◆ TAREFA A REALIZAR: Transcreva fielmente o trecho do texto sobre os diálogos de novelas que começa nas palavras "E na seqüência, o" e termina após as palavras "respeito do encontro.".

◆ BLOCO DE TEXTO:
== == ==
TELEVISÃO
A volta da monga, 10/09/07
‘- Bem; eu vou dormir porque amanhã tenho de acordar cedo. – diz um garotão.
– Mas por quê, meu filho? Você só tem aula à tarde! Questiona o avô.
E na seqüência, o garotão que precisava dormir cedo explica que na verdade tem um encontro com uma garota etc.
Ou seja: o comentário totalmente besta do avô serviu apenas de ‘deixa’ para o garotão falar a respeito do encontro.
Concordemos que outras muitas frases bem melhores poderiam ter sido ditas pelo avô.
Concordemos que um marmanjo que estuda à tarde, a não ser que seja um vagabundo de carteirinha, pode e deve ter um milhão de coisas para fazer pela manhã.
Será que exagero ao comentar sobre essa bobagem que vi e ouvi durante um dos capítulos da nova novela da Record, ‘Caminhos do Coração’? Não. Uma novela é feita de diálogos e está cada vez mais difícil suportar os diálogos da maioria das novelas. Dizia-se há muito: estão enchendo lingüiça. Isso resume a qualidade dos diálogos que tenho ouvido: sobra para todos os lados. Nada é preciso. Ouvi Selton Melo em uma entrevista falando quase sobre isso.
Explico o ‘quase’: falava ele sobre o não surgimento de muito bons atores jovens. Um dos motivos: muitos começam pelas novelas cujos diálogos, muito pobres, são apenas uma tentativa de reprodução do dia-a-dia.
== == ==
Entradas do conjunto de dados
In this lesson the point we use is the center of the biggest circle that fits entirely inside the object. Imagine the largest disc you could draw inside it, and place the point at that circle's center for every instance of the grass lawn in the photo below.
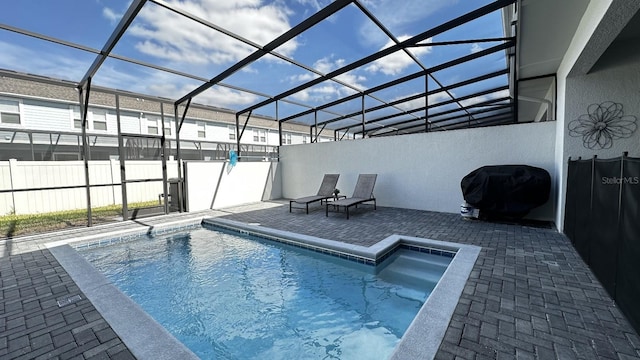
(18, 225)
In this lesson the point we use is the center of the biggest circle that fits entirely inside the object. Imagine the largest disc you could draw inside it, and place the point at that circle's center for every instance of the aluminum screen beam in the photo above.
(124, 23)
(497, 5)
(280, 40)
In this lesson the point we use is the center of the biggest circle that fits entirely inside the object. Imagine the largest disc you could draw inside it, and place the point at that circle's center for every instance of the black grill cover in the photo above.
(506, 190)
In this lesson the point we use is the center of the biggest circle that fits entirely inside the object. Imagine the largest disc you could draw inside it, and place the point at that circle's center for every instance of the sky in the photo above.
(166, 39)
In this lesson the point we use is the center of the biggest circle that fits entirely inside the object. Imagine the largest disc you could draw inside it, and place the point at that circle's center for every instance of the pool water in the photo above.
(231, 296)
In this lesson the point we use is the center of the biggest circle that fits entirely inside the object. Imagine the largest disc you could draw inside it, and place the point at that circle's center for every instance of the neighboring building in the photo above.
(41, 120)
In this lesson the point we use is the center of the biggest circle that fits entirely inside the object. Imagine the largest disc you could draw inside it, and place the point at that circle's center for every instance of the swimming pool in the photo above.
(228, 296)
== == ==
◆ RESULTADO ABAIXO:
E na seqüência, o garotão que precisava dormir cedo explica que na verdade tem um encontro com uma garota etc.
Ou seja: o comentário totalmente besta do avô serviu apenas de ‘deixa’ para o garotão falar a respeito do encontro.